Neither mentioned the Los Angeles house.
       The first was “SUBSTITUTION OF TRUSTEE BY
BENEFICIARY” for the San Francisco house. This form made
Panrox the new trustee, taking over for the original title company
trustee.
       The second document was a “DEED OF FULL
RECONVEYANCE.” The deed states that all sums secured by
the deed of trust on the San Francisco house “have been fully
paid . . . .”

                                6
       Both documents were notarized on November 4, 1999 and
signed by Benjamin Biao Yang on behalf of Panrox. Both
referred to the deed dated October 10, 1995 and numbered
F867388, which was the document creating the lien against Hon’s
San Francisco house. Both documents were recorded on
February 6, 2001.
       Nothing was recorded, however, to affect Panrox’s lien on
the Los Angeles home. From every indication in our record, this
lien was forgotten, and would remain forgotten until 2020.
       Panrox ceased operation in about 1998. The State of
California suspended Panrox on January 2, 2001 for failure to
pay taxes. Panrox would remain suspended for 20 years, until
Slates revived it in 2021. ANC was dissolved in early 1999.

····················

GIVEN REQUEST A:
In the entries, from the line with "[QA Review Pass] The annotator marked bounding boxes for black" through the last line of the entries, replace "background" with "distance" and reproduce those lines with no other change.
The entries have no connection to the Panrox lien passage.

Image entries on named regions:
····················

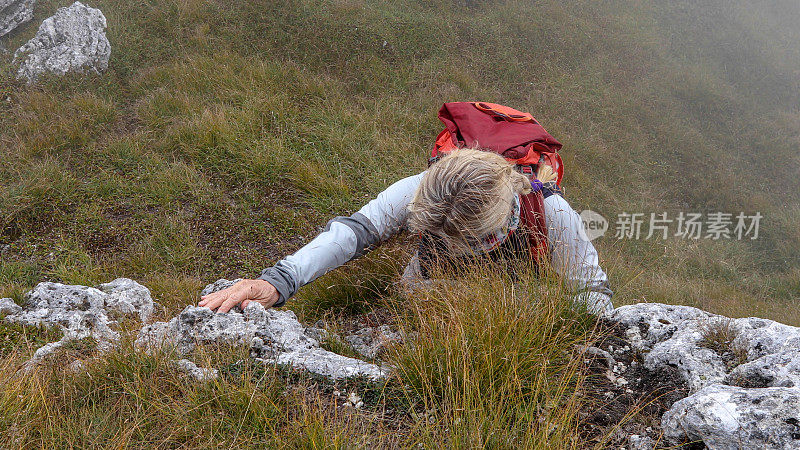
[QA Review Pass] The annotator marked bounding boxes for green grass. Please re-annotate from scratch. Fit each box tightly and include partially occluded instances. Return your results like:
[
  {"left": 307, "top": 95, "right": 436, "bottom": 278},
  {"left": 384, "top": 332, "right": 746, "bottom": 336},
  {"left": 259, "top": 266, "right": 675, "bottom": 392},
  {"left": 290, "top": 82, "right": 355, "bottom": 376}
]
[{"left": 0, "top": 0, "right": 800, "bottom": 448}]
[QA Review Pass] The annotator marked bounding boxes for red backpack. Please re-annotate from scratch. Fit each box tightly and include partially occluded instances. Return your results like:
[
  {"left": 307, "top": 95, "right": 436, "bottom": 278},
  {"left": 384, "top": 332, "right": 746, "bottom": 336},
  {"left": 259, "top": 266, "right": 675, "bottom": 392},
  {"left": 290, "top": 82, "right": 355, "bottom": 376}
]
[{"left": 429, "top": 102, "right": 564, "bottom": 262}]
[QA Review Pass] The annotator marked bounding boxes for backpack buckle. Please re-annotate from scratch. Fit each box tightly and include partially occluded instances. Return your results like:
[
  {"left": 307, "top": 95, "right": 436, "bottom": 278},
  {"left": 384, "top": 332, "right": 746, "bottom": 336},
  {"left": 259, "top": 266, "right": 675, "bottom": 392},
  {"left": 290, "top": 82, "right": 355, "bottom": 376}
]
[{"left": 517, "top": 165, "right": 536, "bottom": 178}]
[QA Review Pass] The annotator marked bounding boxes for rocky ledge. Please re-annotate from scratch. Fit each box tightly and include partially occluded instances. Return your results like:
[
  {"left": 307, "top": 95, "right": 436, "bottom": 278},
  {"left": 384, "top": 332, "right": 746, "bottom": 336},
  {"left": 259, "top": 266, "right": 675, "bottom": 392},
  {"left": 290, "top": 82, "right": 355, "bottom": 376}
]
[
  {"left": 0, "top": 278, "right": 386, "bottom": 380},
  {"left": 0, "top": 278, "right": 800, "bottom": 449},
  {"left": 604, "top": 303, "right": 800, "bottom": 449},
  {"left": 14, "top": 2, "right": 111, "bottom": 82}
]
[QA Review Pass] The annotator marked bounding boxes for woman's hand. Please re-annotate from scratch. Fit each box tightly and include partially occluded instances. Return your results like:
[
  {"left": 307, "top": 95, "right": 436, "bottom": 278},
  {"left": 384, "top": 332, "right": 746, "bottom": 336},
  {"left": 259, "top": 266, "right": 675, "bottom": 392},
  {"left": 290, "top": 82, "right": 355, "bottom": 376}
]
[{"left": 198, "top": 280, "right": 280, "bottom": 312}]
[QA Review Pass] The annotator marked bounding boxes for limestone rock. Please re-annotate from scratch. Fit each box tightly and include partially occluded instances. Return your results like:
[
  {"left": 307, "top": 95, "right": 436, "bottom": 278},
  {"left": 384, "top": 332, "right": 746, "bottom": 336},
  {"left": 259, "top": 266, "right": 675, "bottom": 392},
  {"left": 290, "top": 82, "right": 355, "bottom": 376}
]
[
  {"left": 0, "top": 298, "right": 22, "bottom": 315},
  {"left": 661, "top": 384, "right": 800, "bottom": 450},
  {"left": 13, "top": 0, "right": 111, "bottom": 82},
  {"left": 0, "top": 278, "right": 153, "bottom": 364},
  {"left": 136, "top": 280, "right": 385, "bottom": 379},
  {"left": 610, "top": 303, "right": 800, "bottom": 392},
  {"left": 344, "top": 325, "right": 403, "bottom": 359},
  {"left": 0, "top": 0, "right": 36, "bottom": 37},
  {"left": 97, "top": 278, "right": 155, "bottom": 322},
  {"left": 609, "top": 303, "right": 800, "bottom": 449},
  {"left": 200, "top": 278, "right": 242, "bottom": 296},
  {"left": 725, "top": 349, "right": 800, "bottom": 388}
]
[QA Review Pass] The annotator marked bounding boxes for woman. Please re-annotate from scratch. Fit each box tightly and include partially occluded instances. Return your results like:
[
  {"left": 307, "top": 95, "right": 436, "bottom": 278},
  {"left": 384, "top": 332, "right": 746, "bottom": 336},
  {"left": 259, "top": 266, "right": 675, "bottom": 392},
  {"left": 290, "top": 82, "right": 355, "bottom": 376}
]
[{"left": 199, "top": 149, "right": 613, "bottom": 314}]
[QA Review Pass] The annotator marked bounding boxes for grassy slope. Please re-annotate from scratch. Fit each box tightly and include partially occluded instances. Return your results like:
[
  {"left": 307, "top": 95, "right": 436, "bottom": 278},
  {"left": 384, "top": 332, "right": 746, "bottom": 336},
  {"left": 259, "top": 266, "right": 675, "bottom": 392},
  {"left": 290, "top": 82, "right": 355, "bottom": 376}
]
[{"left": 0, "top": 0, "right": 800, "bottom": 442}]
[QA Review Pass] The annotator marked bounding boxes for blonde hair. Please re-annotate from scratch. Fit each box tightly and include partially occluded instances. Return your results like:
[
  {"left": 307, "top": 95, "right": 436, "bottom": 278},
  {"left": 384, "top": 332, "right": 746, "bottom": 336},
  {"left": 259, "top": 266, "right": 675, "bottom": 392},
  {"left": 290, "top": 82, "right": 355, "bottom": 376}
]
[{"left": 408, "top": 149, "right": 555, "bottom": 251}]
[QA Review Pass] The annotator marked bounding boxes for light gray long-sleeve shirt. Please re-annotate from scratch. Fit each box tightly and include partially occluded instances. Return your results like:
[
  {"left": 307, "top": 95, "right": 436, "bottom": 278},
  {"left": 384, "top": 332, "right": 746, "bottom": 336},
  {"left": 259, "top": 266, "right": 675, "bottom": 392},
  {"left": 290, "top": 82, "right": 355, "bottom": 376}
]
[{"left": 259, "top": 172, "right": 613, "bottom": 312}]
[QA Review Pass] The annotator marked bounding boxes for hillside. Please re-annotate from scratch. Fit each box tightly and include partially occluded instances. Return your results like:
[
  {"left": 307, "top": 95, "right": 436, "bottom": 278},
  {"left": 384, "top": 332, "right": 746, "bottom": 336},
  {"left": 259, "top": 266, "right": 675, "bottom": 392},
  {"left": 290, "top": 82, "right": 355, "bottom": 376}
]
[{"left": 0, "top": 0, "right": 800, "bottom": 447}]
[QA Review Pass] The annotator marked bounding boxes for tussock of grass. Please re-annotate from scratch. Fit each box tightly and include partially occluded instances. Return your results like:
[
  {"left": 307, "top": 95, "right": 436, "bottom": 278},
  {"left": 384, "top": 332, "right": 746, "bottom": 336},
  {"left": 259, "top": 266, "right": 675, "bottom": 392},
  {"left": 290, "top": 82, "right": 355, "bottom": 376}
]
[
  {"left": 393, "top": 262, "right": 592, "bottom": 448},
  {"left": 0, "top": 0, "right": 800, "bottom": 448}
]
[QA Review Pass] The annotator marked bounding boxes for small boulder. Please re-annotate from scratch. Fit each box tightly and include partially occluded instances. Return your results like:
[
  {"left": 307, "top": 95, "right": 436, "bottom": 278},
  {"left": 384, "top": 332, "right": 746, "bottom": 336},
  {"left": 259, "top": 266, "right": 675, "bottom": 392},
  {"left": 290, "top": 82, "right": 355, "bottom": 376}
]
[
  {"left": 136, "top": 280, "right": 385, "bottom": 380},
  {"left": 13, "top": 0, "right": 111, "bottom": 82},
  {"left": 661, "top": 384, "right": 800, "bottom": 450},
  {"left": 0, "top": 0, "right": 36, "bottom": 37},
  {"left": 0, "top": 278, "right": 154, "bottom": 367},
  {"left": 344, "top": 325, "right": 403, "bottom": 359}
]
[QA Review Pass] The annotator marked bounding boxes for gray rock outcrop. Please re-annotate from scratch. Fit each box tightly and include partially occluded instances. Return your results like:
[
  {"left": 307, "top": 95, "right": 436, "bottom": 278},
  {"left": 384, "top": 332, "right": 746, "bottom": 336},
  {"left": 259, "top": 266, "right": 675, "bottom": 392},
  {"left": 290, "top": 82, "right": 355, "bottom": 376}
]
[
  {"left": 14, "top": 2, "right": 111, "bottom": 82},
  {"left": 0, "top": 278, "right": 154, "bottom": 364},
  {"left": 609, "top": 303, "right": 800, "bottom": 449},
  {"left": 661, "top": 384, "right": 800, "bottom": 450},
  {"left": 136, "top": 280, "right": 386, "bottom": 380},
  {"left": 344, "top": 325, "right": 403, "bottom": 359},
  {"left": 0, "top": 0, "right": 36, "bottom": 37}
]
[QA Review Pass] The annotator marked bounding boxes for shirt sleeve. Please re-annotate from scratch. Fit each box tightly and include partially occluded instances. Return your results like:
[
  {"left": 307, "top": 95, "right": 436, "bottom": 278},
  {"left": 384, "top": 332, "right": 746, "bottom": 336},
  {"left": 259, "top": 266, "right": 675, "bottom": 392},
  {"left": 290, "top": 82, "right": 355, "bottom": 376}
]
[
  {"left": 544, "top": 194, "right": 613, "bottom": 298},
  {"left": 259, "top": 172, "right": 424, "bottom": 306}
]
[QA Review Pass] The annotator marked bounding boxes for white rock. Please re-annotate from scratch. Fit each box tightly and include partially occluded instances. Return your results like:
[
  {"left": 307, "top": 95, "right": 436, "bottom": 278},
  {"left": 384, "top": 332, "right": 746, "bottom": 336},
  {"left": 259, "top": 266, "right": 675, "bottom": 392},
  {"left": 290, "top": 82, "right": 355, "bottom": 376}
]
[
  {"left": 14, "top": 2, "right": 111, "bottom": 82},
  {"left": 725, "top": 349, "right": 800, "bottom": 387},
  {"left": 661, "top": 384, "right": 800, "bottom": 450},
  {"left": 0, "top": 278, "right": 153, "bottom": 368},
  {"left": 610, "top": 303, "right": 800, "bottom": 392},
  {"left": 0, "top": 0, "right": 36, "bottom": 37},
  {"left": 0, "top": 298, "right": 22, "bottom": 315},
  {"left": 136, "top": 280, "right": 385, "bottom": 380},
  {"left": 344, "top": 325, "right": 403, "bottom": 359}
]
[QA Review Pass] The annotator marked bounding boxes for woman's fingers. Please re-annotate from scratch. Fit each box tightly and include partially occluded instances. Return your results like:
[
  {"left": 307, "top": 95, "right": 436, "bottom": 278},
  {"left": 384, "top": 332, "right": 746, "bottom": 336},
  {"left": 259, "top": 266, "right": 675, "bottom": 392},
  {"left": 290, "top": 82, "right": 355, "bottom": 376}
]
[
  {"left": 217, "top": 289, "right": 247, "bottom": 312},
  {"left": 198, "top": 280, "right": 279, "bottom": 313}
]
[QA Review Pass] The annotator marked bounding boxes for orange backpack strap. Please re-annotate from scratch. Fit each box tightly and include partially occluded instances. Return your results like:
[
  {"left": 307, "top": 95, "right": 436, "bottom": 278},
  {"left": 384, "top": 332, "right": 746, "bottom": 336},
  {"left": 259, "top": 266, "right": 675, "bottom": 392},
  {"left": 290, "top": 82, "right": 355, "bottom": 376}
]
[
  {"left": 520, "top": 191, "right": 549, "bottom": 264},
  {"left": 472, "top": 102, "right": 539, "bottom": 124}
]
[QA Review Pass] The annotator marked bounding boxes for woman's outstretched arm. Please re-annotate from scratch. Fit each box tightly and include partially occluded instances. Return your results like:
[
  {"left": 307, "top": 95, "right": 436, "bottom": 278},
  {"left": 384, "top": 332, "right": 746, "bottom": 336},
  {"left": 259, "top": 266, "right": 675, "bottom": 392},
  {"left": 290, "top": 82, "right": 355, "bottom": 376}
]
[
  {"left": 544, "top": 194, "right": 614, "bottom": 314},
  {"left": 200, "top": 172, "right": 424, "bottom": 312}
]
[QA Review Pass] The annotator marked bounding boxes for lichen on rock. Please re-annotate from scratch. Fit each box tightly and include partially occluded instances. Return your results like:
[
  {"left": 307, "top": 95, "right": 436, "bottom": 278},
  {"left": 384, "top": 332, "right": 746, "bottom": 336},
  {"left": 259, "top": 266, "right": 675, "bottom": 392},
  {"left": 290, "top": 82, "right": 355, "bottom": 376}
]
[
  {"left": 609, "top": 303, "right": 800, "bottom": 449},
  {"left": 14, "top": 2, "right": 111, "bottom": 82},
  {"left": 661, "top": 384, "right": 800, "bottom": 450},
  {"left": 0, "top": 278, "right": 154, "bottom": 367},
  {"left": 0, "top": 0, "right": 36, "bottom": 37}
]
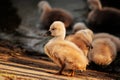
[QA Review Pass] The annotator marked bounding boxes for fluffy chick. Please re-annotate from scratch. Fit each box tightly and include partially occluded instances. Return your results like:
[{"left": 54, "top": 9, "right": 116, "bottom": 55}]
[
  {"left": 38, "top": 1, "right": 73, "bottom": 30},
  {"left": 88, "top": 38, "right": 117, "bottom": 66},
  {"left": 66, "top": 29, "right": 93, "bottom": 56},
  {"left": 44, "top": 21, "right": 88, "bottom": 76}
]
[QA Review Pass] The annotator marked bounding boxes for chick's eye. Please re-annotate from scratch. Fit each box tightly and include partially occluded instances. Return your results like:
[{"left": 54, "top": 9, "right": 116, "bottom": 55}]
[{"left": 52, "top": 28, "right": 55, "bottom": 30}]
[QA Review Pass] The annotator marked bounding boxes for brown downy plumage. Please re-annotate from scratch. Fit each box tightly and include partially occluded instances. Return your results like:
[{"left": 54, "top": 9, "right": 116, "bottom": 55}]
[
  {"left": 38, "top": 1, "right": 73, "bottom": 30},
  {"left": 88, "top": 38, "right": 117, "bottom": 66},
  {"left": 66, "top": 29, "right": 93, "bottom": 56}
]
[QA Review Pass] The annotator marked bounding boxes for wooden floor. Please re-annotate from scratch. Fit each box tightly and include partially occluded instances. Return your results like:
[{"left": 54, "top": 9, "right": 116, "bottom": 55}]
[{"left": 0, "top": 56, "right": 118, "bottom": 80}]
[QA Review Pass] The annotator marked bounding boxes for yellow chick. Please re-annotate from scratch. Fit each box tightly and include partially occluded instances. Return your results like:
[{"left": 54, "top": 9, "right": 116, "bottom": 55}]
[
  {"left": 88, "top": 38, "right": 117, "bottom": 66},
  {"left": 44, "top": 21, "right": 88, "bottom": 76}
]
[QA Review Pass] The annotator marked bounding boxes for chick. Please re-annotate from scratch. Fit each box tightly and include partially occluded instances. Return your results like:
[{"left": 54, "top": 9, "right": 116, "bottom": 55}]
[
  {"left": 88, "top": 38, "right": 117, "bottom": 66},
  {"left": 38, "top": 1, "right": 73, "bottom": 30},
  {"left": 66, "top": 29, "right": 94, "bottom": 56},
  {"left": 44, "top": 21, "right": 88, "bottom": 76}
]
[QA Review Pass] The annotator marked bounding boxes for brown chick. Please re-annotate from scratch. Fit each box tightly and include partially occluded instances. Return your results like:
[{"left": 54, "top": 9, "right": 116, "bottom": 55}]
[{"left": 38, "top": 1, "right": 73, "bottom": 30}]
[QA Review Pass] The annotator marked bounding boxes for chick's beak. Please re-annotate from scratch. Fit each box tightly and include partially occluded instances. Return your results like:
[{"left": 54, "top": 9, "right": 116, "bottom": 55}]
[{"left": 45, "top": 31, "right": 51, "bottom": 36}]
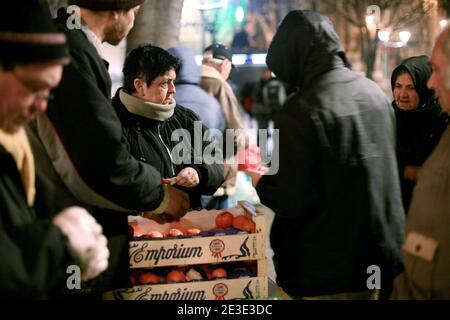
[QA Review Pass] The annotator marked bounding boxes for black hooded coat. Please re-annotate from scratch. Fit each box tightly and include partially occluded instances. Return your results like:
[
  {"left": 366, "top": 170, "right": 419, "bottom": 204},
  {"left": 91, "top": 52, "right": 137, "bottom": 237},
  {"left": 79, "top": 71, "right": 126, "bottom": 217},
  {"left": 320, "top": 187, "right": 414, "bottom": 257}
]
[
  {"left": 257, "top": 11, "right": 404, "bottom": 296},
  {"left": 391, "top": 56, "right": 448, "bottom": 212}
]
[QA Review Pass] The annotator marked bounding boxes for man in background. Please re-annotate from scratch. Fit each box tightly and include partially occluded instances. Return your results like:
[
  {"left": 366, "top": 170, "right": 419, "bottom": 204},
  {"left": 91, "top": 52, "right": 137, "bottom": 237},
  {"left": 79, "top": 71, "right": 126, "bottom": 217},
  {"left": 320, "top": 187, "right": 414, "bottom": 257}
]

····················

GIVEN REQUEST B:
Write out the Panrox lien passage in full, word for word.

TASK ANSWER A:
[QA Review Pass] The annotator marked bounding boxes for black hooded coat. Please re-annotate from scratch. Fit each box tightly and include partially occluded instances. Return your results like:
[
  {"left": 366, "top": 170, "right": 419, "bottom": 204},
  {"left": 91, "top": 52, "right": 137, "bottom": 237},
  {"left": 79, "top": 71, "right": 126, "bottom": 217},
  {"left": 320, "top": 187, "right": 414, "bottom": 257}
]
[
  {"left": 257, "top": 11, "right": 404, "bottom": 296},
  {"left": 391, "top": 56, "right": 448, "bottom": 212}
]
[QA Review Pass] The annotator marked bounding boxes for man in distance. Please re-annotate from scratch. Fit each box tightly and include partially occluded instances. Return your results like:
[
  {"left": 366, "top": 170, "right": 419, "bottom": 204},
  {"left": 91, "top": 52, "right": 137, "bottom": 237},
  {"left": 79, "top": 71, "right": 126, "bottom": 217},
  {"left": 320, "top": 187, "right": 414, "bottom": 257}
]

TASK ANSWER B:
Neither mentioned the Los Angeles house.
       The first was “SUBSTITUTION OF TRUSTEE BY
BENEFICIARY” for the San Francisco house. This form made
Panrox the new trustee, taking over for the original title company
trustee.
       The second document was a “DEED OF FULL
RECONVEYANCE.” The deed states that all sums secured by
the deed of trust on the San Francisco house “have been fully
paid . . . .”

                                6
       Both documents were notarized on November 4, 1999 and
signed by Benjamin Biao Yang on behalf of Panrox. Both
referred to the deed dated October 10, 1995 and numbered
F867388, which was the document creating the lien against Hon’s
San Francisco house. Both documents were recorded on
February 6, 2001.
       Nothing was recorded, however, to affect Panrox’s lien on
the Los Angeles home. From every indication in our record, this
lien was forgotten, and would remain forgotten until 2020.
       Panrox ceased operation in about 1998. The State of
California suspended Panrox on January 2, 2001 for failure to
pay taxes. Panrox would remain suspended for 20 years, until
Slates revived it in 2021. ANC was dissolved in early 1999.